■ WHAT YOU SHOULD DO
The output should be all lines of the entries below in which the word "provide" occurs.

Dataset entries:
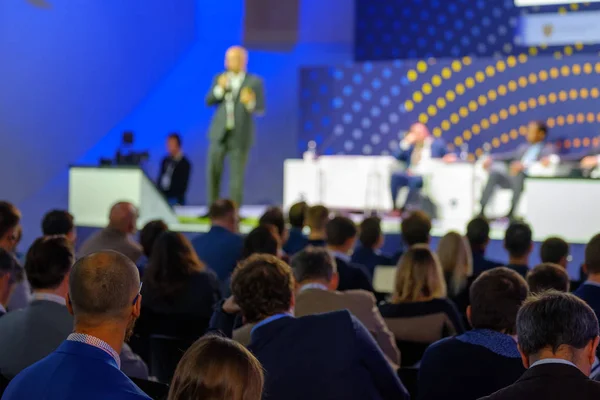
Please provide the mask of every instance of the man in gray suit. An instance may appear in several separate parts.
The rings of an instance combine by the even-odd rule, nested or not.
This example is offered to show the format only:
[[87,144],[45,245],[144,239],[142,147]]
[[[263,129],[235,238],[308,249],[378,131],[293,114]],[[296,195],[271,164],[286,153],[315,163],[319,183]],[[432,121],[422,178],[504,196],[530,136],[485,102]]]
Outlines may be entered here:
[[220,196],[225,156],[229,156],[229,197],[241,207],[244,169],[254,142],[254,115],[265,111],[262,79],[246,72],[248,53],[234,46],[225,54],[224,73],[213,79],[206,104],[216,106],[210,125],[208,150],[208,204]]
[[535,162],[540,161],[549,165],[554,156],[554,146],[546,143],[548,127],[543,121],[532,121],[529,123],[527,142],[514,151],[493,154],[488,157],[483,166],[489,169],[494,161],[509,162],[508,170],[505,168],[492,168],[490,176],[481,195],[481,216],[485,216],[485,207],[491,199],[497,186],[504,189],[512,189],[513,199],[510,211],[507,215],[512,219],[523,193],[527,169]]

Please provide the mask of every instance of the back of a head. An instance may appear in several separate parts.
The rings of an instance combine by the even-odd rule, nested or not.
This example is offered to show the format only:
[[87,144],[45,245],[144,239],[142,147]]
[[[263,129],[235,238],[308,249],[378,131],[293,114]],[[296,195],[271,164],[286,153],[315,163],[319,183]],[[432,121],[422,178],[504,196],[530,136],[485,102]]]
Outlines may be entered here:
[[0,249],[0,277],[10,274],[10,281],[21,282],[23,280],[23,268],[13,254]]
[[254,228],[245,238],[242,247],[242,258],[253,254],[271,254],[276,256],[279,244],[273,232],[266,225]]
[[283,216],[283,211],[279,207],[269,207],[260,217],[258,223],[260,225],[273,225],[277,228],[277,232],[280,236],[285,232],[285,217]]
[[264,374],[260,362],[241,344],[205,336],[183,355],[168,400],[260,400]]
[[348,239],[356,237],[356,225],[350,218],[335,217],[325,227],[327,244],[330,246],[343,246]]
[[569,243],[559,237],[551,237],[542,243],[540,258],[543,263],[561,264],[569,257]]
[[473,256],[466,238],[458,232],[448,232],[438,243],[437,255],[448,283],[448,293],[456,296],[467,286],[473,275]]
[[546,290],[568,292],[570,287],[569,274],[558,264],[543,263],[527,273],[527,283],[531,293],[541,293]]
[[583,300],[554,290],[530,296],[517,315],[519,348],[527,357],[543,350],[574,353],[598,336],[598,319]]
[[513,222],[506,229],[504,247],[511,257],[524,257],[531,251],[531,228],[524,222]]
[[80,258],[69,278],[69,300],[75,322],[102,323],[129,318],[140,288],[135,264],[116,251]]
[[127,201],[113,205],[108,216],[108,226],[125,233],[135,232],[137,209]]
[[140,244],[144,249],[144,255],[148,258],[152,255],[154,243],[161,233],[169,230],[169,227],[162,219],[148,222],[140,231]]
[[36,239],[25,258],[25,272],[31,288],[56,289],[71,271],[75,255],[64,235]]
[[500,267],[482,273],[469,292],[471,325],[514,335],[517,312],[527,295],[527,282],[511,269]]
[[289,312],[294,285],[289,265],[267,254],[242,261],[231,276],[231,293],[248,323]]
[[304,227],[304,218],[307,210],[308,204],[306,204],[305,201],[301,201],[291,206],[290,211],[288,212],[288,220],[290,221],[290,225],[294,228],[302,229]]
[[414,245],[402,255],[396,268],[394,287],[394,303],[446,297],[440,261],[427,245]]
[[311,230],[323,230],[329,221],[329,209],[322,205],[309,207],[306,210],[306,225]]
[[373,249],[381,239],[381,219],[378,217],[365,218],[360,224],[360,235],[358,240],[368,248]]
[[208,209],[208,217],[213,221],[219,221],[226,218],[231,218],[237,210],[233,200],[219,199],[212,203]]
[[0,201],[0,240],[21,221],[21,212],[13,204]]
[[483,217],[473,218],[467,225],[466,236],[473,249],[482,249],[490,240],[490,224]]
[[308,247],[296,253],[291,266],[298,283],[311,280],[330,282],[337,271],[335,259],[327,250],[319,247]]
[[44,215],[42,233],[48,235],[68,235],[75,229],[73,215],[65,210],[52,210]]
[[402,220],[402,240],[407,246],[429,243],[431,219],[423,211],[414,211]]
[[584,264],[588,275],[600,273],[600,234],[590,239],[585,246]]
---
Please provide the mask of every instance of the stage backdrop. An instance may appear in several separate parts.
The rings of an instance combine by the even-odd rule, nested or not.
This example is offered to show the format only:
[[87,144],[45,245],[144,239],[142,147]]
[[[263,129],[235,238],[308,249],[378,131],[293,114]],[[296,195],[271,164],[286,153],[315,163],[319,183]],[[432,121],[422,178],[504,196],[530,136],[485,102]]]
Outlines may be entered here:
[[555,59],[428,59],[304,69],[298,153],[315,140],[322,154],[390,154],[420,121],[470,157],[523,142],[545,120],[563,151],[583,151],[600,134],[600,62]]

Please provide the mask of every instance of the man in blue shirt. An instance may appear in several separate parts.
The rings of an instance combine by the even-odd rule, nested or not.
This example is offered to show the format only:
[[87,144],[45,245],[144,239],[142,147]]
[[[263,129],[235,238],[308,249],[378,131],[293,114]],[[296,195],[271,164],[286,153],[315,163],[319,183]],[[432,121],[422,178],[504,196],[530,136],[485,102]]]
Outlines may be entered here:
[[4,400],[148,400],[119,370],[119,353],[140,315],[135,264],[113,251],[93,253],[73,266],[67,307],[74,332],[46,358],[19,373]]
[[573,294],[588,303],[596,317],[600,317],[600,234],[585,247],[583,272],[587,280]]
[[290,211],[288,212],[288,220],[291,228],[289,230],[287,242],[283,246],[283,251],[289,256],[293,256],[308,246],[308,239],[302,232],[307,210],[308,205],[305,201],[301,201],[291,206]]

■ RESPONSE AREA
Please provide the mask of every instance of the man in gray suit. An instance may appear in several separate parts.
Please provide the mask of every instance of the back of a head. An instance may appear in several separate parts.
Please provide the mask of every instance of the stage backdrop. An instance may appear in several separate parts.
Please provide the mask of every instance of the man in blue shirt. An instance may appear in several separate parts.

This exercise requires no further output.